**ACTIVITY A**
In the biographical statement below, who supervised the M.A. thesis at the University of Chicago?

**PROVIDED PASSAGE**

#####

I am a justice theorist and a Ph.D. student in Political Science at Columbia University.
Through my work, I seek to find ways to develop new theories of justice that can overcome problems from which current theories suffer. In particular, I am interested in developing theories better suited to practical applicability, providing us with specific guidance for our interactions with others, allowing us to more clearly identify the sources of injustices we face, and revealing detailed courses of action for addressing those injustices.
In both my senior honors research at Columbia College (supervised by Dr. David Johnston) and my M.A. thesis at the University of Chicago (supervised by Dr. Ben Laurence), I argued against what I take to be one of the main obstacles we face in constructing action-guiding accounts of justice: our focus on institutions as the 'primary subject' of justice. I hold that we have good reasons for developing theories that, while still accounting for the role of institutions, center on a different subject: interpersonal interactions. My current work aims to explain what such a theory would look like, setting the groundwork that will allow me to more fully develop it in my dissertation.

#####

**ACTIVITY B**
From the records, retype the lines starting at the line that contains "</instance>" up to and including the line that contains "567L690 529L663 651L773".

Recorded data
#####

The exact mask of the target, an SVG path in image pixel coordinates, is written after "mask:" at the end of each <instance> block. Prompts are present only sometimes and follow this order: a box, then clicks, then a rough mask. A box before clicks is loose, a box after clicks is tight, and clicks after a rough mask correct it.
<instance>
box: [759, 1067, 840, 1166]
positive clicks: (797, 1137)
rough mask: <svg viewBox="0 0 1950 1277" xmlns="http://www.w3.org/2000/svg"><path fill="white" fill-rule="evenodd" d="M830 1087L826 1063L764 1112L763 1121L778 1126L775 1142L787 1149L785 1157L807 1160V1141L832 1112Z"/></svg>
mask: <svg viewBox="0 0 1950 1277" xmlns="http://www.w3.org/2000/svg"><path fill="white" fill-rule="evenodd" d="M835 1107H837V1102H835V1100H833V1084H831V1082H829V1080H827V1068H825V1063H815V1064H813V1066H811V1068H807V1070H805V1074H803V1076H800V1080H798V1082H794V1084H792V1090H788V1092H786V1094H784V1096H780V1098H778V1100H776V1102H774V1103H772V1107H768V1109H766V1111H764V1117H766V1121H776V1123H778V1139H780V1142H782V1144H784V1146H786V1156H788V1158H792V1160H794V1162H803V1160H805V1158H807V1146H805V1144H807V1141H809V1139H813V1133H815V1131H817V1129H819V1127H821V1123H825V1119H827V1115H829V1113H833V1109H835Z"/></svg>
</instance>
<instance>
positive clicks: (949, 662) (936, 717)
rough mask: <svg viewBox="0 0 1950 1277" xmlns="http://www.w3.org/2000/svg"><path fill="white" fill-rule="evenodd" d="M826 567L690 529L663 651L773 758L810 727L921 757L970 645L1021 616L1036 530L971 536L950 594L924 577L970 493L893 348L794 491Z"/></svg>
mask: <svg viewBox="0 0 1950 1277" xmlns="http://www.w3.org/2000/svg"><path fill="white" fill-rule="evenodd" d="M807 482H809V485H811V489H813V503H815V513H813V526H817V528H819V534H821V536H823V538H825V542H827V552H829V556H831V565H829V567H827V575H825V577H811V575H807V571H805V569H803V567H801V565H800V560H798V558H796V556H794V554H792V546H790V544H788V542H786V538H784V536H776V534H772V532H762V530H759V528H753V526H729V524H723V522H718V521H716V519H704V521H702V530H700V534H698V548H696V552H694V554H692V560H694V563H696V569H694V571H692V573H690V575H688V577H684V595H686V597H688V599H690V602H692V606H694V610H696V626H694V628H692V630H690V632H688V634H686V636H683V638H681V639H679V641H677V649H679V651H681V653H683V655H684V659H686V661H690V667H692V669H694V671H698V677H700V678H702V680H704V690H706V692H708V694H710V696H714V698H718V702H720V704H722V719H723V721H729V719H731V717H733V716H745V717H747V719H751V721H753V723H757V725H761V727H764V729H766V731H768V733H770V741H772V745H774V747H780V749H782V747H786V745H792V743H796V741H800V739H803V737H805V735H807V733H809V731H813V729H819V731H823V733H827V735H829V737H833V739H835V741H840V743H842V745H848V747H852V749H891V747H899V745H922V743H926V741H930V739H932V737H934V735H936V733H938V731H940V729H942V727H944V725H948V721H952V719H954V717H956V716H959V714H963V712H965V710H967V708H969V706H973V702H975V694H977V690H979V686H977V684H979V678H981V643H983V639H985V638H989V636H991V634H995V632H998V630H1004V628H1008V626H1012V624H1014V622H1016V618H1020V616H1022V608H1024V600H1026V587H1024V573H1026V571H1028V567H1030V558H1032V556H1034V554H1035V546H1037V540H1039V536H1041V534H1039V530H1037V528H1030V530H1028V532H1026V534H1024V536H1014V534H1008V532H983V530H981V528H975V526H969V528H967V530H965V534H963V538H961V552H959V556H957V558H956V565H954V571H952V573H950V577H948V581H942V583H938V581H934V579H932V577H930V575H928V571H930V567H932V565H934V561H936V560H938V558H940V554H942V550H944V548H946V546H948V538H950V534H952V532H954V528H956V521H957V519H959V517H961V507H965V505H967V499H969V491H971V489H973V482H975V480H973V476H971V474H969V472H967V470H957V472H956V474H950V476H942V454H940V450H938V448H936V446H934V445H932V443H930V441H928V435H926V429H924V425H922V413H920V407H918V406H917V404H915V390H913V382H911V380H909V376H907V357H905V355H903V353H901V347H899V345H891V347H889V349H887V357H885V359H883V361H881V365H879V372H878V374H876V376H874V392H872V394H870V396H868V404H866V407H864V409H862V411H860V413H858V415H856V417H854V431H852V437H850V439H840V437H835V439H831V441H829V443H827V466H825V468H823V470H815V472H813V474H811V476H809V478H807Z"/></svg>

#####

**WRITTEN SOLUTION A**
Dr. Ben Laurence

**WRITTEN SOLUTION B**
</instance>
<instance>
positive clicks: (949, 662) (936, 717)
rough mask: <svg viewBox="0 0 1950 1277" xmlns="http://www.w3.org/2000/svg"><path fill="white" fill-rule="evenodd" d="M826 567L690 529L663 651L773 758L810 727L921 757L970 645L1021 616L1036 530L971 536L950 594L924 577L970 493L893 348L794 491Z"/></svg>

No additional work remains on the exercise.